Return all lines of the data in which the string "basketball" occurs.
____ INFORMATION SUPPLIED
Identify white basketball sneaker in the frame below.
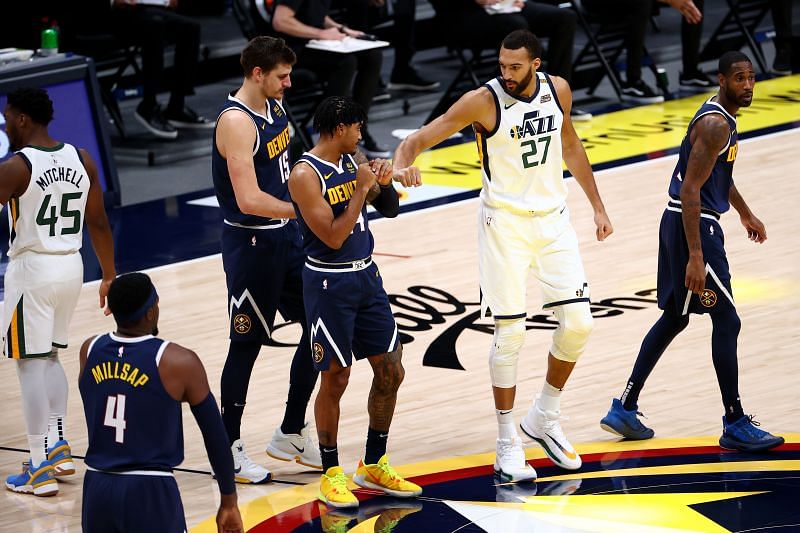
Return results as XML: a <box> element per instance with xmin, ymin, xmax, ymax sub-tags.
<box><xmin>494</xmin><ymin>436</ymin><xmax>537</xmax><ymax>482</ymax></box>
<box><xmin>520</xmin><ymin>398</ymin><xmax>582</xmax><ymax>470</ymax></box>
<box><xmin>231</xmin><ymin>439</ymin><xmax>272</xmax><ymax>484</ymax></box>
<box><xmin>266</xmin><ymin>424</ymin><xmax>322</xmax><ymax>469</ymax></box>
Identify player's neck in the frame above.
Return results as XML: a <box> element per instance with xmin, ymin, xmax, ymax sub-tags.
<box><xmin>310</xmin><ymin>139</ymin><xmax>344</xmax><ymax>165</ymax></box>
<box><xmin>518</xmin><ymin>74</ymin><xmax>539</xmax><ymax>99</ymax></box>
<box><xmin>23</xmin><ymin>130</ymin><xmax>56</xmax><ymax>149</ymax></box>
<box><xmin>115</xmin><ymin>327</ymin><xmax>153</xmax><ymax>338</ymax></box>
<box><xmin>714</xmin><ymin>92</ymin><xmax>739</xmax><ymax>116</ymax></box>
<box><xmin>235</xmin><ymin>83</ymin><xmax>269</xmax><ymax>114</ymax></box>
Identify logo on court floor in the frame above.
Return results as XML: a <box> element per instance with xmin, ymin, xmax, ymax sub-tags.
<box><xmin>312</xmin><ymin>342</ymin><xmax>324</xmax><ymax>363</ymax></box>
<box><xmin>233</xmin><ymin>313</ymin><xmax>252</xmax><ymax>334</ymax></box>
<box><xmin>700</xmin><ymin>289</ymin><xmax>717</xmax><ymax>307</ymax></box>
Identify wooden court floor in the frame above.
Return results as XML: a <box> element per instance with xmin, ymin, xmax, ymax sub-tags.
<box><xmin>0</xmin><ymin>130</ymin><xmax>797</xmax><ymax>532</ymax></box>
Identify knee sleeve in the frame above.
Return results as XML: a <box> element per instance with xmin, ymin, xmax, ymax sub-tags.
<box><xmin>489</xmin><ymin>319</ymin><xmax>526</xmax><ymax>388</ymax></box>
<box><xmin>551</xmin><ymin>303</ymin><xmax>594</xmax><ymax>363</ymax></box>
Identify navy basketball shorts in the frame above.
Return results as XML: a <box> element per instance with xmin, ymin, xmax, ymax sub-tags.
<box><xmin>657</xmin><ymin>208</ymin><xmax>735</xmax><ymax>316</ymax></box>
<box><xmin>302</xmin><ymin>260</ymin><xmax>399</xmax><ymax>371</ymax></box>
<box><xmin>82</xmin><ymin>470</ymin><xmax>186</xmax><ymax>533</ymax></box>
<box><xmin>221</xmin><ymin>222</ymin><xmax>305</xmax><ymax>343</ymax></box>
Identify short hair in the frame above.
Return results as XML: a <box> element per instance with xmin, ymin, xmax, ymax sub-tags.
<box><xmin>718</xmin><ymin>51</ymin><xmax>752</xmax><ymax>76</ymax></box>
<box><xmin>501</xmin><ymin>29</ymin><xmax>543</xmax><ymax>61</ymax></box>
<box><xmin>108</xmin><ymin>272</ymin><xmax>156</xmax><ymax>325</ymax></box>
<box><xmin>313</xmin><ymin>96</ymin><xmax>367</xmax><ymax>136</ymax></box>
<box><xmin>6</xmin><ymin>87</ymin><xmax>54</xmax><ymax>126</ymax></box>
<box><xmin>240</xmin><ymin>36</ymin><xmax>296</xmax><ymax>76</ymax></box>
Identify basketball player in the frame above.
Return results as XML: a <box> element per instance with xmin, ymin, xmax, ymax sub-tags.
<box><xmin>212</xmin><ymin>36</ymin><xmax>321</xmax><ymax>483</ymax></box>
<box><xmin>0</xmin><ymin>88</ymin><xmax>116</xmax><ymax>496</ymax></box>
<box><xmin>393</xmin><ymin>30</ymin><xmax>613</xmax><ymax>480</ymax></box>
<box><xmin>288</xmin><ymin>96</ymin><xmax>422</xmax><ymax>508</ymax></box>
<box><xmin>78</xmin><ymin>273</ymin><xmax>243</xmax><ymax>533</ymax></box>
<box><xmin>599</xmin><ymin>51</ymin><xmax>784</xmax><ymax>452</ymax></box>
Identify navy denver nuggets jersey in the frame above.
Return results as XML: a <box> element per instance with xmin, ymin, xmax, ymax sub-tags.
<box><xmin>212</xmin><ymin>93</ymin><xmax>292</xmax><ymax>226</ymax></box>
<box><xmin>293</xmin><ymin>152</ymin><xmax>374</xmax><ymax>262</ymax></box>
<box><xmin>669</xmin><ymin>98</ymin><xmax>738</xmax><ymax>214</ymax></box>
<box><xmin>79</xmin><ymin>333</ymin><xmax>183</xmax><ymax>471</ymax></box>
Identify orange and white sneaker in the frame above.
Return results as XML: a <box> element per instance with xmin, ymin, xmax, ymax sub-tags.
<box><xmin>319</xmin><ymin>466</ymin><xmax>359</xmax><ymax>509</ymax></box>
<box><xmin>353</xmin><ymin>455</ymin><xmax>422</xmax><ymax>498</ymax></box>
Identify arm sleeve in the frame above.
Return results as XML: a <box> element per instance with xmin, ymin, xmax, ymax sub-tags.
<box><xmin>369</xmin><ymin>184</ymin><xmax>400</xmax><ymax>218</ymax></box>
<box><xmin>190</xmin><ymin>392</ymin><xmax>236</xmax><ymax>495</ymax></box>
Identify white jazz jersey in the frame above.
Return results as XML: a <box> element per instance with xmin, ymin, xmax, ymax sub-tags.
<box><xmin>8</xmin><ymin>143</ymin><xmax>90</xmax><ymax>258</ymax></box>
<box><xmin>477</xmin><ymin>73</ymin><xmax>566</xmax><ymax>213</ymax></box>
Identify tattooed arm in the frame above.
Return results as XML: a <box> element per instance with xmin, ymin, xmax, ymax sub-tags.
<box><xmin>681</xmin><ymin>114</ymin><xmax>731</xmax><ymax>294</ymax></box>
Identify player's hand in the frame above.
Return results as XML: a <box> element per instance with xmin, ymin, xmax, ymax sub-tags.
<box><xmin>594</xmin><ymin>210</ymin><xmax>613</xmax><ymax>241</ymax></box>
<box><xmin>216</xmin><ymin>501</ymin><xmax>244</xmax><ymax>533</ymax></box>
<box><xmin>740</xmin><ymin>213</ymin><xmax>766</xmax><ymax>243</ymax></box>
<box><xmin>392</xmin><ymin>166</ymin><xmax>422</xmax><ymax>187</ymax></box>
<box><xmin>356</xmin><ymin>163</ymin><xmax>378</xmax><ymax>191</ymax></box>
<box><xmin>662</xmin><ymin>0</ymin><xmax>702</xmax><ymax>24</ymax></box>
<box><xmin>685</xmin><ymin>255</ymin><xmax>706</xmax><ymax>294</ymax></box>
<box><xmin>370</xmin><ymin>158</ymin><xmax>393</xmax><ymax>185</ymax></box>
<box><xmin>99</xmin><ymin>278</ymin><xmax>114</xmax><ymax>316</ymax></box>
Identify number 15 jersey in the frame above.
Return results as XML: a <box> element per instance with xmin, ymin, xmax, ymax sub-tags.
<box><xmin>477</xmin><ymin>73</ymin><xmax>566</xmax><ymax>213</ymax></box>
<box><xmin>8</xmin><ymin>143</ymin><xmax>90</xmax><ymax>258</ymax></box>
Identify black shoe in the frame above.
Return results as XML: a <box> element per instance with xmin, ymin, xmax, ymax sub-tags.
<box><xmin>621</xmin><ymin>79</ymin><xmax>664</xmax><ymax>104</ymax></box>
<box><xmin>361</xmin><ymin>134</ymin><xmax>392</xmax><ymax>159</ymax></box>
<box><xmin>679</xmin><ymin>70</ymin><xmax>715</xmax><ymax>89</ymax></box>
<box><xmin>134</xmin><ymin>105</ymin><xmax>178</xmax><ymax>139</ymax></box>
<box><xmin>570</xmin><ymin>107</ymin><xmax>592</xmax><ymax>121</ymax></box>
<box><xmin>772</xmin><ymin>49</ymin><xmax>792</xmax><ymax>75</ymax></box>
<box><xmin>372</xmin><ymin>83</ymin><xmax>391</xmax><ymax>103</ymax></box>
<box><xmin>388</xmin><ymin>69</ymin><xmax>441</xmax><ymax>92</ymax></box>
<box><xmin>165</xmin><ymin>106</ymin><xmax>215</xmax><ymax>129</ymax></box>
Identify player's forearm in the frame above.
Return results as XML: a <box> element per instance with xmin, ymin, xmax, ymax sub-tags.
<box><xmin>392</xmin><ymin>136</ymin><xmax>423</xmax><ymax>170</ymax></box>
<box><xmin>680</xmin><ymin>188</ymin><xmax>703</xmax><ymax>258</ymax></box>
<box><xmin>325</xmin><ymin>188</ymin><xmax>369</xmax><ymax>249</ymax></box>
<box><xmin>87</xmin><ymin>221</ymin><xmax>116</xmax><ymax>281</ymax></box>
<box><xmin>728</xmin><ymin>185</ymin><xmax>752</xmax><ymax>218</ymax></box>
<box><xmin>238</xmin><ymin>193</ymin><xmax>296</xmax><ymax>219</ymax></box>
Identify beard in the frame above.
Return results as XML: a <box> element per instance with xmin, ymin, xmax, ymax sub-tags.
<box><xmin>510</xmin><ymin>68</ymin><xmax>534</xmax><ymax>96</ymax></box>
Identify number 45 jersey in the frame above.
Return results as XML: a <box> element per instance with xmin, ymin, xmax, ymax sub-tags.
<box><xmin>79</xmin><ymin>333</ymin><xmax>184</xmax><ymax>472</ymax></box>
<box><xmin>477</xmin><ymin>73</ymin><xmax>567</xmax><ymax>214</ymax></box>
<box><xmin>8</xmin><ymin>143</ymin><xmax>90</xmax><ymax>258</ymax></box>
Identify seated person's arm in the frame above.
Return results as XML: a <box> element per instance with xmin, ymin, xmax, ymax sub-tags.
<box><xmin>272</xmin><ymin>4</ymin><xmax>345</xmax><ymax>40</ymax></box>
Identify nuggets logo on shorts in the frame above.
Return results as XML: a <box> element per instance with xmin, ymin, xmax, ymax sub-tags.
<box><xmin>700</xmin><ymin>289</ymin><xmax>717</xmax><ymax>308</ymax></box>
<box><xmin>312</xmin><ymin>342</ymin><xmax>324</xmax><ymax>363</ymax></box>
<box><xmin>233</xmin><ymin>314</ymin><xmax>252</xmax><ymax>334</ymax></box>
________
**OUTPUT FOR THIS TASK:**
Identify white basketball sneaker in the frame below.
Identify navy basketball shorts in the frame above.
Identify basketball player in the frame above.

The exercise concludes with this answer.